--- EXTRAIT CHOISI ---

À mon avis, il est très révélateur qu'on ait proposé, au cours des conversations téléphoniques antérieures, qu'un certain Philip aille chercher Mme King et la ramène à Detroit. Elle était fortement opposée à cette proposition et, suivant certains éléments de preuve, Philip l'avait déjà agressée. Ayant à choisir entre, d'une part, retourner à la maison avec une personne qu'elle détestait beaucoup apparemment et qui très vraisemblablement l'effrayait, et, d'autre part, dire à sa mère que Larry la ramènerait à la maison, Mme King a bien pu préférer la dernière solution.

Il faut se rappeler en outre, en toute déférence, que Mme King voyageait sous un nom d'emprunt et utilisait une carte de crédit qu'elle savait volée ou contrefaite. Elle était donc à tout le moins capable de tromper. Elle a pu décider de mentir à sa mère pour cacher un aspect de ses activités ou de sa situation, ou, encore, simplement pour dissiper les craintes de sa mère.

Je tiens à souligner que je n'affirme pas que ces hypothèses sont des reconstitutions exactes de ce qui s'est passé la nuit du meurtre de Mme King. Je les formule à seule fin de montrer que les circonstances dans lesquelles Mme King a fait le troisième appel téléphonique à sa mère ne sont pas de nature à fournir la garantie circonstancielle de fiabilité qui justifierait l'admission de son contenu par voie de preuve par ouï‑dire sans possibilité de contre‑interroger. En fait, on peut dire au mieux que la preuve par ouï‑dire du troisième appel téléphonique est aussi compatible avec l'exactitude des déclarations de Mme King qu'avec un certain nombre d'autres hypothèses. Je ne suis pas en mesure de dire qu'on n'aurait pas pu raisonnablement s'attendre à ce que cette preuve change sensiblement si Mme King avait pu témoigner en personne et être contre‑interrogée. Je conclus donc que la preuve par ouï‑dire du contenu de la troisième conversation téléphonique ne satisfaisait pas au critère de fiabilité formulé dans l'arrêt Khan et qu'elle n'est donc pas admissible sur ce fondement.

--- DONNÉES FOURNIES ---

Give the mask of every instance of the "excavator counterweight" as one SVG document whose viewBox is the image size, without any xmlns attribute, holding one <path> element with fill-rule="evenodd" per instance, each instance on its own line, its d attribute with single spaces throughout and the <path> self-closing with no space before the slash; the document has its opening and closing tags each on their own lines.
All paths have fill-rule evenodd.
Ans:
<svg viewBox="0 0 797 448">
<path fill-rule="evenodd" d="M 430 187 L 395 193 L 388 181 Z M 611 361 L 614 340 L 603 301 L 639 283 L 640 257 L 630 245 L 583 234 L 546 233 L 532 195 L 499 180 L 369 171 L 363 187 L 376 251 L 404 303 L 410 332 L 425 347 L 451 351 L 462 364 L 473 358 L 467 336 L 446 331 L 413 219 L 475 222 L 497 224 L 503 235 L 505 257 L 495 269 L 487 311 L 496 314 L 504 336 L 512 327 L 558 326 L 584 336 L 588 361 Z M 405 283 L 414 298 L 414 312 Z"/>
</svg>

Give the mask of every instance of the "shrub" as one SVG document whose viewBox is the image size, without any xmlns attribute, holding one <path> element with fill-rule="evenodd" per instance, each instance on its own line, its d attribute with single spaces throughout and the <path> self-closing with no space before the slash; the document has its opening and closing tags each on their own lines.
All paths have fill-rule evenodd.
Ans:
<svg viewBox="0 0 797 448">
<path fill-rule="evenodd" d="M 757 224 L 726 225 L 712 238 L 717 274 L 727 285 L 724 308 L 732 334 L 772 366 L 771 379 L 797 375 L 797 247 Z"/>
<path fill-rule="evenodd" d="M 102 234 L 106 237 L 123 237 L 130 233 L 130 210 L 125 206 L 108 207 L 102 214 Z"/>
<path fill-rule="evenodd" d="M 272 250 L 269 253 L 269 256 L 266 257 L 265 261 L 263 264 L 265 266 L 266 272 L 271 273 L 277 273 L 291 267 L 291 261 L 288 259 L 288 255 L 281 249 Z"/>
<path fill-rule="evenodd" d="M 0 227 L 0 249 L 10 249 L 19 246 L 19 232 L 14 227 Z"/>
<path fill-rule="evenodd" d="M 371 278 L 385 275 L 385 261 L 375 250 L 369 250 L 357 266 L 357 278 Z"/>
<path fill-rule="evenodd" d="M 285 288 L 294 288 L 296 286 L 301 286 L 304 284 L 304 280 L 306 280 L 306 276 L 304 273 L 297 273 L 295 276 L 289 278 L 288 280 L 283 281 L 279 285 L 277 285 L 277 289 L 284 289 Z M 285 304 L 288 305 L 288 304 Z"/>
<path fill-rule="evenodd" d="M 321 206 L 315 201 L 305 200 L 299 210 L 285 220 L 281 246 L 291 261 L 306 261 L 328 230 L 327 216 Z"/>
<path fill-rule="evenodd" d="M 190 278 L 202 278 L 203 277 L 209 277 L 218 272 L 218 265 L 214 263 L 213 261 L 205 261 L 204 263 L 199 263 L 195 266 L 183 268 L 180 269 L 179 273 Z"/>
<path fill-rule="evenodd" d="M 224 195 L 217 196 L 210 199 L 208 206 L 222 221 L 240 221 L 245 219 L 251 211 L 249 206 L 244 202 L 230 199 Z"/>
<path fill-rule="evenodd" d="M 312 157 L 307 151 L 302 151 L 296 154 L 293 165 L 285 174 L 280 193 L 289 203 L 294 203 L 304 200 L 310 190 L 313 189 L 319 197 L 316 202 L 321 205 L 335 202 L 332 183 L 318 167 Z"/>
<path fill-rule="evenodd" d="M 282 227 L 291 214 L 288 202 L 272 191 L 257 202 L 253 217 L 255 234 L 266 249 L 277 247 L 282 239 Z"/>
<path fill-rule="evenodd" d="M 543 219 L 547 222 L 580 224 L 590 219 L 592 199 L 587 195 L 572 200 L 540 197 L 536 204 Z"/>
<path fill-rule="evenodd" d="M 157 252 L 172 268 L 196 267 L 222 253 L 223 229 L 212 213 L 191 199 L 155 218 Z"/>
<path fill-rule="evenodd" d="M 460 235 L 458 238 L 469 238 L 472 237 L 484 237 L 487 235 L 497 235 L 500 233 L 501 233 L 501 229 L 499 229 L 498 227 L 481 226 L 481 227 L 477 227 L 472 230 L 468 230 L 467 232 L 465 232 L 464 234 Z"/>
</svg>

---

## CONSIGNE
Veuillez indiquer, d'après l'extrait, à quel critère la preuve par ouï‑dire du contenu de la troisième conversation téléphonique ne satisfaisait pas. Basez-vous uniquement sur l'extrait.

## CORRIGÉ
Au critère de fiabilité formulé dans l'arrêt Khan.